WHAT YOU ARE ASKED TO DO —
Summarize the piece below on 1960s and 70s rock music in two sentences.

DOCUMENT PASSAGE —
^^^^^^^^
The 60’s and 70’s Still Rock On

The 60’s and 70’s Still Rock On

January 15, 2022 Uncategorized 0

Looking back at the 1960’s and 70’s, the era when I grew up, much of it is unrecognizable today. There were no cell phones, electric cars, internet or even computers that any of us knew about (though Mr. Jobs had just invented his first Apple in his family’s garage). The big inventions of my day were the pocket calculator, the Betamax video and the Sony walkman!

There was also no Netflix, Hulu, HBO, Apple TV or other media outlets to provide constant new streams of news and entertainment – only NBC, CBS and ABC; PBS for the little kids; and something we called “reading the newspaper.” If you wanted to follow your favorite pro sports team, other than on a Sunday, you listened to the game on the radio.

Pot was illegal everywhere (you had to buy it from a “dealer” rather than a “cannabus sales representative”) as was gambling (you had to go to a “bookie” rather than a nearby casino). Kids went about their business in the neighborhood from the end of the school day (and sometimes before) until dinner time and no one seemed to care where they were or worry about them being abducted.

But one cultural aspect of my youth has managed to survive: the music. The greatest collection of bands and songwriters to ever grace the stage (and resplendent record covers) began their careers during this time, and their music is still well-known and widely played – five decades later! Indeed, many of these aging rock and rollers, now in their seventies, are still jamming – the Stones have been at it since 1962! And people are still interested in seeing them play despite their worn faces, limited mobility and diminished singing voices. Were John and George still alive to join Paul and Ringo for a reunion it would undoubtedly be the biggest musical moment of this decade.

What attracts most people to a song, and releases the dopamine scientists have identified when listening to music, is mostly the melody and rhythm. Indeed, I suspect that you could substitute gibberish for the words of many great songs without impairing their popularity. But as someone who appreciates words, it’s the lyrics that grab me – the poetry, creativity and literary juxtaposition, and the express and more subtle meaning that gives songs their character.

So here’s my list of 50 of the most clever and insightful words from the greatest musicians of my childhood era. Fifty years later they still cause folks to smile, appreciate, vent, contemplate, call for change and strive to get better at this complicated game of living.

Friendship:

Carol King (Tapestry): “When my soul was in the lost and found, you came along to claim it.”

Simon and Garfunkel (Old Friends): Old Friends. Sat on their park bench like bookends.”
^^^^^^^^
RAW DATA —
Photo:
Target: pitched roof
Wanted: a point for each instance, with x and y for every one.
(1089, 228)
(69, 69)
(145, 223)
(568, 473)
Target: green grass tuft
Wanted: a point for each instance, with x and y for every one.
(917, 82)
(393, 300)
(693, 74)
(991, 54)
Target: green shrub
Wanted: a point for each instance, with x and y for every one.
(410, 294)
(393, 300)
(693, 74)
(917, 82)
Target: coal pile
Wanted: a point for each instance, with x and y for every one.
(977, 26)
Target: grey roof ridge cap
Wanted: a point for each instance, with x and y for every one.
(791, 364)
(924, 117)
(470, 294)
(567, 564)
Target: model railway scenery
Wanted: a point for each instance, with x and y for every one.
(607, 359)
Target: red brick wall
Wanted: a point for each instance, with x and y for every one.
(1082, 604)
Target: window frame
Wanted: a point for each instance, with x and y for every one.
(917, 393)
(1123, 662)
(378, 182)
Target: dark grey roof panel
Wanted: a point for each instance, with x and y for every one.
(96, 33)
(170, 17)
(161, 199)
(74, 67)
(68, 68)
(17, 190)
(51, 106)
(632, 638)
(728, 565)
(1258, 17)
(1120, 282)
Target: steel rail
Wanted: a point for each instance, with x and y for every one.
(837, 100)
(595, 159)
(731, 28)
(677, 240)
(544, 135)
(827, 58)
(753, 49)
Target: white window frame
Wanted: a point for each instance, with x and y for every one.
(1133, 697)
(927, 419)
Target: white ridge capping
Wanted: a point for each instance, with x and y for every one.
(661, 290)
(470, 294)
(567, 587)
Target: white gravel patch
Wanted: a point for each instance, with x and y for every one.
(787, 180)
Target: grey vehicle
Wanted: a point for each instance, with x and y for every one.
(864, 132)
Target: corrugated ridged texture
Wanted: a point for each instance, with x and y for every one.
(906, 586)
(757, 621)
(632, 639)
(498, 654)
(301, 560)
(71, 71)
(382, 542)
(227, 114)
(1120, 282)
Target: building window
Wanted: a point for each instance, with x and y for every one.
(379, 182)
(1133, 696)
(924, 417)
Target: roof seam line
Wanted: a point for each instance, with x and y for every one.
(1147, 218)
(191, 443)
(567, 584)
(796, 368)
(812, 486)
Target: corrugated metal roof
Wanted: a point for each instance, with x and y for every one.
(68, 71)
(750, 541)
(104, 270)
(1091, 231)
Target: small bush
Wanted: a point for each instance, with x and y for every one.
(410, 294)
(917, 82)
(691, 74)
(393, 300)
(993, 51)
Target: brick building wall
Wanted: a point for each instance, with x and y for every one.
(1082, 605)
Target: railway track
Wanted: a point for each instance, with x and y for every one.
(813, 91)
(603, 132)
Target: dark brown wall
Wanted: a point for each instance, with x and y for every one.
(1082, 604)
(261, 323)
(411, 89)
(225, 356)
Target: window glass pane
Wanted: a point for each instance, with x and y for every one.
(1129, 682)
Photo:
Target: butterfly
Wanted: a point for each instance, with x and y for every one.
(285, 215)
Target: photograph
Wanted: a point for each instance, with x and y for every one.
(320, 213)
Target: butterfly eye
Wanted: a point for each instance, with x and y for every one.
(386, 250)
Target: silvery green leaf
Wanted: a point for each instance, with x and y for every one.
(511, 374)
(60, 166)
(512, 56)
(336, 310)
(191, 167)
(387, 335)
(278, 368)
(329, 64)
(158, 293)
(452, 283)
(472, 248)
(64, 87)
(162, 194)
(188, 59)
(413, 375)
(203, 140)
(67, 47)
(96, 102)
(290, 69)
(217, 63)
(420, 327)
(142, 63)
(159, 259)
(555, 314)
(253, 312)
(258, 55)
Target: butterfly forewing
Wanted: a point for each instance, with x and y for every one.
^^^^^^^^
ANSWER TO THE EXERCISE —
Much of the 1960s and 70s, when the writer grew up, is unrecognizable today: there were no cell phones, internet or streaming services, and only a few TV networks. The music of that era has survived, though, and the writer, who is drawn mainly to lyrics, offers a list of 50 of the most clever and insightful lines from its greatest musicians.